## WHAT IS BEING ASKED
Print all of the data exactly.

## RECORDS PROVIDED
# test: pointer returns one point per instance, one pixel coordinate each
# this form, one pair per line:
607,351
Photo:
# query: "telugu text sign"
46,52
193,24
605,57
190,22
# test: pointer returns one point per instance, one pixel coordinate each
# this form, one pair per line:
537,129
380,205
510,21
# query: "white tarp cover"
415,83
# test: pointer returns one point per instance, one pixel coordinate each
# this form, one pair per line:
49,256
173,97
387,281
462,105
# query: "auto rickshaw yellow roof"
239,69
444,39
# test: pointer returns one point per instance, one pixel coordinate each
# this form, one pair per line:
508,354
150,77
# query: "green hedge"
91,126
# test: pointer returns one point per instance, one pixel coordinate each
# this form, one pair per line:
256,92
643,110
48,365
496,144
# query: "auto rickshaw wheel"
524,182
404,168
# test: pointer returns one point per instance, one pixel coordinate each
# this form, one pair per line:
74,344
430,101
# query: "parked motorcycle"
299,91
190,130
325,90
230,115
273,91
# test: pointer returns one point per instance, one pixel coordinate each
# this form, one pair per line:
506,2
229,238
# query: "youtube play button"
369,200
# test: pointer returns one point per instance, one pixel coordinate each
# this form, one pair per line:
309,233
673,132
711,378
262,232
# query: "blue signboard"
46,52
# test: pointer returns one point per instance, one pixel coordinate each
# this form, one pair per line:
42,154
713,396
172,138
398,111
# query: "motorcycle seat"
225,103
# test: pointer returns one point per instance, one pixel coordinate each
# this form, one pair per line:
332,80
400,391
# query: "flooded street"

## EXPECTED OUTPUT
# test: pointer returns one point per instance, one pixel coordinate each
# this form, one pair per line:
607,351
Photo:
# query: "telugu text sign"
46,52
193,24
605,57
190,22
# test: pointer returns one point per instance, one pixel coordinate each
# this form, one pair per line:
537,129
380,205
510,21
# query: "white tarp cover"
415,83
# test: pointer returns one point per instance, one pixel coordinate each
# this form, one pair per line:
49,256
173,97
387,281
462,105
# query: "auto rickshaw yellow roof"
239,69
444,39
# test: pointer returns one point per instance, one pixel coordinate each
# this form, one pair per line:
508,354
150,77
# query: "green hedge"
91,126
# test: pointer returns one point per instance, one pixel coordinate each
# this form, one pair per line:
256,92
643,110
48,365
496,144
# query: "auto rickshaw wheel"
524,182
404,168
# test: pointer returns one point per instance, one pixel coordinate each
# this form, one pair per line:
74,344
430,101
# query: "parked motorcycle"
299,91
190,130
325,90
230,115
273,91
# test: pointer returns one point per instance, one pixel coordinate each
# this form, one pair per line:
506,2
229,238
# query: "youtube play button"
369,200
# test: pointer returns one point per instance, one pixel coordinate each
# this form, one pair per line:
309,233
673,132
711,378
262,232
# query: "blue signboard"
46,52
# test: pointer returns one point per instance, one pixel coordinate each
# this form, one pair per line:
42,154
713,396
172,138
398,111
# query: "motorcycle seat"
225,103
# test: pointer returns one point per instance, one pixel coordinate each
# this form, one pair per line:
332,80
400,391
# query: "flooded street"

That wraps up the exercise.